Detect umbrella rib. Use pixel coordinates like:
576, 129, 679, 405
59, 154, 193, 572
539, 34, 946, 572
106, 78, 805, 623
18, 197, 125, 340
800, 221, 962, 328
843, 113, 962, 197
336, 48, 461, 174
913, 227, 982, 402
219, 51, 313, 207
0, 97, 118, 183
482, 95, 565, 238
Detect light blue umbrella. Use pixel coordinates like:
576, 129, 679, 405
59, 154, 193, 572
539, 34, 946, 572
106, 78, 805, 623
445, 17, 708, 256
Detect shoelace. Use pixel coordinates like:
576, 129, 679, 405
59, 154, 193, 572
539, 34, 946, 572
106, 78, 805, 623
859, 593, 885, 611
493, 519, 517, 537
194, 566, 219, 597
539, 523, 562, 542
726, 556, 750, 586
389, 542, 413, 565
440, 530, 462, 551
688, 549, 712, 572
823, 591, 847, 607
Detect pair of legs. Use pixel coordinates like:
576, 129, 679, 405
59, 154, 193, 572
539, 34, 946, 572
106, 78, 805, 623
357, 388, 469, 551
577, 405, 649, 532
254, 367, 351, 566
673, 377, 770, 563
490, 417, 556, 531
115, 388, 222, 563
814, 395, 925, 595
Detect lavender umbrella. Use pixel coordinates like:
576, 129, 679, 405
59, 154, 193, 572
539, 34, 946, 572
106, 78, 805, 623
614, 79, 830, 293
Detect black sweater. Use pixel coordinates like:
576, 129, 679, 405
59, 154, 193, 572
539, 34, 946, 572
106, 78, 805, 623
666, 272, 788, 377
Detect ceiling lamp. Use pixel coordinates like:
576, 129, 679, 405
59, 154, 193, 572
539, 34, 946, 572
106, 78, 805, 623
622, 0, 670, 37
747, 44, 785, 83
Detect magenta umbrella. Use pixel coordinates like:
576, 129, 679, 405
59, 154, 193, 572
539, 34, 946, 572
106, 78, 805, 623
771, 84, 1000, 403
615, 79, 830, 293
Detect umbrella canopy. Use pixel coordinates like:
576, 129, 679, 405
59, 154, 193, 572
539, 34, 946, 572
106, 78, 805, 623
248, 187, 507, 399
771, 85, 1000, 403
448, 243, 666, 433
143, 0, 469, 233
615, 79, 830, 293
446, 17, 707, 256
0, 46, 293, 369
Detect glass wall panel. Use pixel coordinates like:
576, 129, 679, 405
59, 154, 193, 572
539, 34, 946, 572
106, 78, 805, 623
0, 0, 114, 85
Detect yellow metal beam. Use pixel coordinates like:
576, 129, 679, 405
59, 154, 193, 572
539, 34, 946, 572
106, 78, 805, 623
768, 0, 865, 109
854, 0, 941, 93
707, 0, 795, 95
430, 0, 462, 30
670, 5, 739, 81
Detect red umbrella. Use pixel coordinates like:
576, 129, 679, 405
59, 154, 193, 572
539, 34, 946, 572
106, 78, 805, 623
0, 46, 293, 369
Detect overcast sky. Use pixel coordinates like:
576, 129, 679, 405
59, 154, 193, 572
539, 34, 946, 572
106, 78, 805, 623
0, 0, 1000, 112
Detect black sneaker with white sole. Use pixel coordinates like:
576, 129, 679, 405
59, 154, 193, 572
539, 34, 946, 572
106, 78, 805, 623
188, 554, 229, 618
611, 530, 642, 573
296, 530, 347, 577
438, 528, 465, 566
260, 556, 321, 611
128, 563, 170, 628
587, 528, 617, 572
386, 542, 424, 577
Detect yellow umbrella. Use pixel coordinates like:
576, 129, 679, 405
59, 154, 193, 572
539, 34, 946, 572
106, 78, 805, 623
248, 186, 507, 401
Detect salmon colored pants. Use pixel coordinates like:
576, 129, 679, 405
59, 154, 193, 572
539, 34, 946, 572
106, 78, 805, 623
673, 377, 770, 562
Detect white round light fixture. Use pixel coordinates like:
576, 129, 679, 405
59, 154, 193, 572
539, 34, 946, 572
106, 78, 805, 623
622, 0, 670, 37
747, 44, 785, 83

*-*-*

Please copy every entry above line for line, with no changes to any word or number.

• **Answer to this problem**:
Detect umbrella rib. Use pixel coordinates like:
576, 129, 679, 405
59, 154, 193, 572
539, 34, 946, 572
106, 78, 805, 623
18, 197, 125, 340
800, 221, 962, 328
843, 113, 962, 197
336, 48, 461, 174
913, 227, 982, 402
219, 51, 313, 207
0, 97, 118, 183
482, 95, 565, 238
Detect light blue umbrella. Use pixel coordinates like:
576, 129, 679, 405
59, 154, 193, 572
539, 34, 946, 572
106, 78, 805, 623
445, 17, 708, 256
Detect shoelace. Use pixel coordinates like:
576, 129, 679, 405
59, 154, 193, 572
539, 34, 946, 572
106, 78, 805, 623
859, 593, 885, 611
493, 519, 517, 537
194, 566, 219, 597
539, 523, 562, 542
726, 556, 750, 586
389, 542, 413, 565
440, 530, 462, 551
688, 549, 712, 572
823, 591, 847, 607
Detect pair of legs. Use pixel coordinates like:
576, 129, 679, 405
59, 154, 193, 572
539, 34, 946, 572
106, 78, 805, 623
357, 388, 469, 551
577, 405, 649, 532
254, 367, 351, 566
673, 377, 770, 563
490, 417, 556, 531
115, 388, 222, 563
814, 395, 925, 595
Detect lavender umbrella. Use pixel coordinates like:
576, 129, 679, 405
59, 154, 193, 572
539, 34, 946, 572
106, 78, 805, 623
614, 79, 830, 293
Detect black sweater. Use pixel coordinates like:
576, 129, 679, 405
59, 154, 193, 572
539, 34, 946, 572
106, 78, 805, 623
666, 272, 788, 377
Detect ceiling lamp. Use pixel coordinates like:
576, 129, 679, 405
59, 154, 193, 572
539, 34, 946, 572
106, 78, 805, 623
622, 0, 670, 37
747, 44, 785, 83
Detect magenta umbrella. Use pixel coordinates like:
576, 129, 679, 405
59, 154, 193, 572
539, 34, 946, 572
106, 78, 805, 623
771, 84, 1000, 403
615, 79, 830, 293
Detect umbrella canopy. Use pixel coordinates like:
576, 129, 679, 405
59, 154, 193, 572
539, 34, 946, 572
106, 78, 805, 623
248, 187, 507, 399
771, 85, 1000, 403
448, 243, 666, 433
143, 0, 469, 233
615, 79, 830, 293
446, 17, 707, 256
0, 46, 293, 369
Detect glass wall panel. Use pixel coordinates like:
576, 129, 679, 405
59, 154, 193, 572
539, 34, 946, 572
106, 78, 805, 623
0, 0, 114, 85
Detect yellow metal beam. Use pixel coordinates like:
576, 129, 679, 405
59, 154, 193, 572
539, 34, 946, 572
106, 78, 805, 623
768, 0, 865, 109
854, 0, 941, 93
707, 0, 795, 95
430, 0, 462, 30
670, 5, 739, 81
Detect red umbrella. Use pixel coordinates like:
576, 129, 679, 405
59, 154, 193, 572
539, 34, 946, 572
106, 78, 805, 623
0, 46, 293, 369
Detect overcast sky. Use pixel coordinates like:
576, 129, 679, 405
59, 154, 193, 572
539, 34, 946, 572
106, 78, 805, 623
0, 0, 1000, 112
Detect black sneaker with white sole. Use pixel coordinates like:
576, 129, 679, 405
59, 154, 193, 572
539, 34, 946, 572
106, 78, 805, 623
188, 554, 229, 618
611, 530, 642, 573
296, 530, 347, 577
438, 528, 465, 566
260, 556, 321, 611
128, 563, 170, 628
587, 528, 617, 572
386, 542, 424, 577
Detect yellow umbrella. Use pixel coordinates like:
576, 129, 679, 405
59, 154, 193, 572
539, 34, 946, 572
106, 78, 805, 623
248, 186, 507, 401
Detect salmon colored pants. Use pixel coordinates like:
576, 129, 679, 405
59, 154, 193, 572
539, 34, 946, 572
106, 78, 805, 623
673, 377, 770, 562
Detect white round light fixture. Use pixel coordinates like:
576, 129, 679, 405
59, 154, 193, 572
539, 34, 946, 572
106, 78, 805, 623
622, 0, 670, 37
747, 44, 785, 83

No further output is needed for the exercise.